● About this task
Within the listing, how many lines hold the word "light"? Give the number by itself.

[Start of section]

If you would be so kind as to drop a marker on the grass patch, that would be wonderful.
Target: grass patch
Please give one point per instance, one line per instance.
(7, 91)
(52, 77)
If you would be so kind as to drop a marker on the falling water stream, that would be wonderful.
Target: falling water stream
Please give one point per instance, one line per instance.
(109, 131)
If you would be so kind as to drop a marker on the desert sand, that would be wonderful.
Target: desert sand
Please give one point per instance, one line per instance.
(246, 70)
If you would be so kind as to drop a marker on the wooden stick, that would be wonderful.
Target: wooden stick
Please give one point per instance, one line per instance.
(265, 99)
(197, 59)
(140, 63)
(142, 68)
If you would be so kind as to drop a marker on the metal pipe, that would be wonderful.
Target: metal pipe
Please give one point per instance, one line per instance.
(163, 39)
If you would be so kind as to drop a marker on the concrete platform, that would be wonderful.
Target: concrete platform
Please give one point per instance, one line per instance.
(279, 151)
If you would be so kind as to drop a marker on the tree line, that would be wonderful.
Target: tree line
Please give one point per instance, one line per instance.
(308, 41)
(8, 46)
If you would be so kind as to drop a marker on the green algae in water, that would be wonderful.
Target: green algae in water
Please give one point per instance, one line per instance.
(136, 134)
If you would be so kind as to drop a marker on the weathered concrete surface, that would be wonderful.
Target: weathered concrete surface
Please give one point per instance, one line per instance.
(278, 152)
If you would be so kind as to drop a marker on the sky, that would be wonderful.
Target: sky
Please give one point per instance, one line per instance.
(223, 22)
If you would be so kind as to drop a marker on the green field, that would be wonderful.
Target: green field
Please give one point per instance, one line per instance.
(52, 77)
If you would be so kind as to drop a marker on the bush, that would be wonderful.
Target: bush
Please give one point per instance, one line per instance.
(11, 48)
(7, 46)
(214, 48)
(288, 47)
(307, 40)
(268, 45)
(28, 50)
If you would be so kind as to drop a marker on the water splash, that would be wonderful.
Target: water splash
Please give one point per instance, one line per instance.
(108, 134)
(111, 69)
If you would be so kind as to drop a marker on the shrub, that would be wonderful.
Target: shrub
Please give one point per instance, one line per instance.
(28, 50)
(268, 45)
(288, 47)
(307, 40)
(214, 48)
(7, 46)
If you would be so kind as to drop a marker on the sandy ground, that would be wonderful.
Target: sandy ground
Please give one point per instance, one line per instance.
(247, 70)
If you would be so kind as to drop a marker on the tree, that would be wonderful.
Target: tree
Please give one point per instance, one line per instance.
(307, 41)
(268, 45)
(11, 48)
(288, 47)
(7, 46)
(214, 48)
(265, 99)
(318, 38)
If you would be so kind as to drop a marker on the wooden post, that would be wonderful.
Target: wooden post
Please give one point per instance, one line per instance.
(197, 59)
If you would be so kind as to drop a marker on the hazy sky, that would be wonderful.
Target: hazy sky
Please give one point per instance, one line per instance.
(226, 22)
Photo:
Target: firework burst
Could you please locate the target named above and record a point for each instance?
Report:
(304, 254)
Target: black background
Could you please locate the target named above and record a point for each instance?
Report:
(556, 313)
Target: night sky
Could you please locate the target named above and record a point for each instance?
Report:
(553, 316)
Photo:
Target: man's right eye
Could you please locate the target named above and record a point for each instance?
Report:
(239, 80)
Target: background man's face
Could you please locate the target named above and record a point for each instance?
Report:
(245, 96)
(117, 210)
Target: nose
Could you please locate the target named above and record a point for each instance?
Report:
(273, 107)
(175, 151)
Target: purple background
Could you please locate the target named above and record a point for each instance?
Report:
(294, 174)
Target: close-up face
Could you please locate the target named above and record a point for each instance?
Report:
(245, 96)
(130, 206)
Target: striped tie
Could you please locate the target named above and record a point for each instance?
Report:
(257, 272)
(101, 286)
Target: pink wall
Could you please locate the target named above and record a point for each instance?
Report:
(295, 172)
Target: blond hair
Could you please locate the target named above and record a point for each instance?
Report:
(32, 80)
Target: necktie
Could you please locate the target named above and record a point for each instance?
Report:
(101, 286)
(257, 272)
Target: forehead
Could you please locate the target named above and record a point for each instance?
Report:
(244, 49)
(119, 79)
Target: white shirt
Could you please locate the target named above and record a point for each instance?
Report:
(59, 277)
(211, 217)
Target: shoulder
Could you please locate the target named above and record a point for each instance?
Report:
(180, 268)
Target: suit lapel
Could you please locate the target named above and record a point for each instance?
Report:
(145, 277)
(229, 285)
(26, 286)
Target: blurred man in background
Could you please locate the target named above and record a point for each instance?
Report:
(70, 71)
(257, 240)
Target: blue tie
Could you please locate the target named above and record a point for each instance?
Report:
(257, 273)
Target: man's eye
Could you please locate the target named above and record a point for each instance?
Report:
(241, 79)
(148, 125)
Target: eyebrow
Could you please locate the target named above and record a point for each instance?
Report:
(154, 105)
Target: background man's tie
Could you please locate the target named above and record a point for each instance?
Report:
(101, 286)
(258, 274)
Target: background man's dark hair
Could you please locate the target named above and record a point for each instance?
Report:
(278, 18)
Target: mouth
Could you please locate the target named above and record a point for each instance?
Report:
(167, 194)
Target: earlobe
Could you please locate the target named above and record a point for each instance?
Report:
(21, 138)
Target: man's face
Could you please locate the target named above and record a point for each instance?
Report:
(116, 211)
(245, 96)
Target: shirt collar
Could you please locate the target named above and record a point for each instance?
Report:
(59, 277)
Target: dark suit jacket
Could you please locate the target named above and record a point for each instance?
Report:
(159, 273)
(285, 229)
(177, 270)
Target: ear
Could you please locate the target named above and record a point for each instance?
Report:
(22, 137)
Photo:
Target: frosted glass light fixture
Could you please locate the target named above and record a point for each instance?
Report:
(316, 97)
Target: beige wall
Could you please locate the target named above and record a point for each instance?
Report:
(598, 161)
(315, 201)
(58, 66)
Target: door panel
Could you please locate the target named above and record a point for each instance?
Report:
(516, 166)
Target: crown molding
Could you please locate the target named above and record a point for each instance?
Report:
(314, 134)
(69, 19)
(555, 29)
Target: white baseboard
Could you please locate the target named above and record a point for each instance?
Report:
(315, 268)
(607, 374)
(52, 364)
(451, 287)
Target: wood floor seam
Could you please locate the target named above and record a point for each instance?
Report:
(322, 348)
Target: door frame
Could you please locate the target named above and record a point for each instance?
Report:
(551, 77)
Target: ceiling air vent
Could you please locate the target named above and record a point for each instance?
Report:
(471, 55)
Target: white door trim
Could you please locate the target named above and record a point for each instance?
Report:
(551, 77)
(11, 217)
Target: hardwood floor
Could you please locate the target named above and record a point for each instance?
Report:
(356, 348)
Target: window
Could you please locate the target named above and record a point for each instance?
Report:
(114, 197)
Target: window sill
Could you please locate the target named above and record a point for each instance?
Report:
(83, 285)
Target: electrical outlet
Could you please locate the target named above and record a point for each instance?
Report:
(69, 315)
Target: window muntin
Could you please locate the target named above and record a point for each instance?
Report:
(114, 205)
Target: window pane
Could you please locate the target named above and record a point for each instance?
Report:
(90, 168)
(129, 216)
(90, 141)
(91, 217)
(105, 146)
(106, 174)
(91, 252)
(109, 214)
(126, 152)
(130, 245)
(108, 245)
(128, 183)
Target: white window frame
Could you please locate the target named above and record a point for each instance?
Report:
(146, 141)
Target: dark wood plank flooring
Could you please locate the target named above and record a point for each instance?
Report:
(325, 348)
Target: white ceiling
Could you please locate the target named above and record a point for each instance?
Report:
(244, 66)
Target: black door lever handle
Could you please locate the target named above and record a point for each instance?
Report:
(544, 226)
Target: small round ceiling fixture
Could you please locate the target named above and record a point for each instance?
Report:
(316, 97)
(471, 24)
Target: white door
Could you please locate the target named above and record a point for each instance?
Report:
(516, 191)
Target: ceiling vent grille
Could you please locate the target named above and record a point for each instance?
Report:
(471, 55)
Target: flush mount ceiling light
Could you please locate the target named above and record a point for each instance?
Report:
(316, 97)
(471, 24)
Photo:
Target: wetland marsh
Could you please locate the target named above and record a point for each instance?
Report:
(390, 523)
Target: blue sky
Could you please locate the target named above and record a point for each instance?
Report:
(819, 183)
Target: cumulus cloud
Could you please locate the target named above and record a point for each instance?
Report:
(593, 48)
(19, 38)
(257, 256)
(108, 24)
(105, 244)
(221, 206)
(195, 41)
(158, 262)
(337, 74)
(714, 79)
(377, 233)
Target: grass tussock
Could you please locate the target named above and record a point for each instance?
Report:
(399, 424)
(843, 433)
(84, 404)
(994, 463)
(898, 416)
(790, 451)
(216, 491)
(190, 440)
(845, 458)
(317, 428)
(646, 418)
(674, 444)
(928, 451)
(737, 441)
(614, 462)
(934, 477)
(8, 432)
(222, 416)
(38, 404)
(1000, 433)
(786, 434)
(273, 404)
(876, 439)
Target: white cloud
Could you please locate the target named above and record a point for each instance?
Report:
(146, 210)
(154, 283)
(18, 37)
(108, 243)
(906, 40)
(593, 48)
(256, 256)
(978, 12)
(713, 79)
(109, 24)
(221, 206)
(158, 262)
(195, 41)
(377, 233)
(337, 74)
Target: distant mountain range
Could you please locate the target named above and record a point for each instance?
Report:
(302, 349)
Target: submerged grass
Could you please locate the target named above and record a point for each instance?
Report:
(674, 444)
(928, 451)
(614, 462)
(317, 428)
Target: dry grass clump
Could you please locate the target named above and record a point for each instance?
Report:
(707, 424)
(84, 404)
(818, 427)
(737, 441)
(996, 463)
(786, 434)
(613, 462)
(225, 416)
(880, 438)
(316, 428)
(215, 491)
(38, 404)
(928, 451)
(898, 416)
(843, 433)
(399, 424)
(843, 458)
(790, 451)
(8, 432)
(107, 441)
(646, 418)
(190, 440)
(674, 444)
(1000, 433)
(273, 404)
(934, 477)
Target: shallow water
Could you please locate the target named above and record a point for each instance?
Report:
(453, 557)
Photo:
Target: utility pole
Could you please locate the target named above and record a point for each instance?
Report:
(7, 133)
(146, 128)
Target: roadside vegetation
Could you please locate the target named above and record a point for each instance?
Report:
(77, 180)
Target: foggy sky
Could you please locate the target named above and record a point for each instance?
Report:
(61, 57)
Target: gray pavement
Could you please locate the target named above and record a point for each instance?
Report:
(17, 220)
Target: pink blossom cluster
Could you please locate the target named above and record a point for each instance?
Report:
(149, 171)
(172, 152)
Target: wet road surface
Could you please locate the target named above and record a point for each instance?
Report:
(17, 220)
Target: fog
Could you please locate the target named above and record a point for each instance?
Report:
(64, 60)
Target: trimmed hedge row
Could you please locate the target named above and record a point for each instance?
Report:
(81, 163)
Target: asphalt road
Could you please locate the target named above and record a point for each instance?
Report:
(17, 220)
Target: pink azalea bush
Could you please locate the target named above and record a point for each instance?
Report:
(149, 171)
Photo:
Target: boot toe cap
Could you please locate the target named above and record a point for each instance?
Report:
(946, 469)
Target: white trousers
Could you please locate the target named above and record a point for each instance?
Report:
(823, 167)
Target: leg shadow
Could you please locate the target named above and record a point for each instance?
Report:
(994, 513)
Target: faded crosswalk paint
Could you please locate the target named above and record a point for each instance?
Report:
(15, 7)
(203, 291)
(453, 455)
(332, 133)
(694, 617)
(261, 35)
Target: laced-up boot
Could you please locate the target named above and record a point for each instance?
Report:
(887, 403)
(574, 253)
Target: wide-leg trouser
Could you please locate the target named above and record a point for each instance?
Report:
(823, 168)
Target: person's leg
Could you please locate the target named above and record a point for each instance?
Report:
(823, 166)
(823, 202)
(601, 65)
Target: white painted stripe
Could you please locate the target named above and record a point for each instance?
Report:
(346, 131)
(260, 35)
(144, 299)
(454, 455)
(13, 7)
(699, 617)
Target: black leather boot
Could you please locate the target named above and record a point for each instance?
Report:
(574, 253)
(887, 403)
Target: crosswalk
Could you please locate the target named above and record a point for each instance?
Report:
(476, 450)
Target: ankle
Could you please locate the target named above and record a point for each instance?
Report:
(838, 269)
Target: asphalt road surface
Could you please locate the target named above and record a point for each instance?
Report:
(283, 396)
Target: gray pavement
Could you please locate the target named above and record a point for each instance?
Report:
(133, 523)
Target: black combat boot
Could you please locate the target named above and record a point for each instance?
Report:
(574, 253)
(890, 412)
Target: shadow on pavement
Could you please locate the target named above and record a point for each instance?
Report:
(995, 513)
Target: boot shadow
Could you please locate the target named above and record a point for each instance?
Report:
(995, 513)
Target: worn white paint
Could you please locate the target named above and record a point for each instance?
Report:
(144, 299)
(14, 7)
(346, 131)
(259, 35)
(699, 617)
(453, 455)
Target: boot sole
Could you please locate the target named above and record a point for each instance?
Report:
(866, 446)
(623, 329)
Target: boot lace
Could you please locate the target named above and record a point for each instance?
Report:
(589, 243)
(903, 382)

[End of section]

● Result
2